Assigned task A: According to the text on statistical ranking, what law do rank-size distributions often follow?
Assigned task B: Reproduce the part of the text on statistical ranking starting with "Data transformation of" and going on through "also be used.".

Excerpted text:
=====

= Ranking (statistics) =

Data transformation of statistics into rank

In statistics, ranking is the data transformation in which numerical or ordinal values are replaced by their rank when the data are sorted.

For example, the ranks of the numerical data 3.4, 5.1, 2.6, 7.3 are 2, 3, 1, 4.

As another example, the ordinal data hot, cold, warm would be replaced by 3, 1, 2. In these examples, the ranks are assigned to values in ascending order, although descending ranks can also be used.

Ranks are related to the indexed list of order statistics, which consists of the original dataset rearranged into ascending order.

==Use for testing==
Some kinds of statistical tests employ calculations based on ranks. Examples include:

- Friedman test
- Kruskal–Wallis test
- Rank products
- Spearman's rank correlation coefficient
- Mann–Whitney U test
- Wilcoxon signed-rank test
- Van der Waerden test

The distribution of values in decreasing order of rank is often of interest when values vary widely in scale; this is the rank-size distribution (or rank-frequency distribution), for example for city sizes or word frequencies. These often follow a power law.

=====

Dataset excerpts:
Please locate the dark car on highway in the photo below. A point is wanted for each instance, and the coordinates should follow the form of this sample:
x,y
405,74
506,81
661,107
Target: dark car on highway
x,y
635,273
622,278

=====

Written reply A: They often follow a power law.

Written reply B:
Data transformation of statistics into rank

In statistics, ranking is the data transformation in which numerical or ordinal values are replaced by their rank when the data are sorted.

For example, the ranks of the numerical data 3.4, 5.1, 2.6, 7.3 are 2, 3, 1, 4.

As another example, the ordinal data hot, cold, warm would be replaced by 3, 1, 2. In these examples, the ranks are assigned to values in ascending order, although descending ranks can also be used.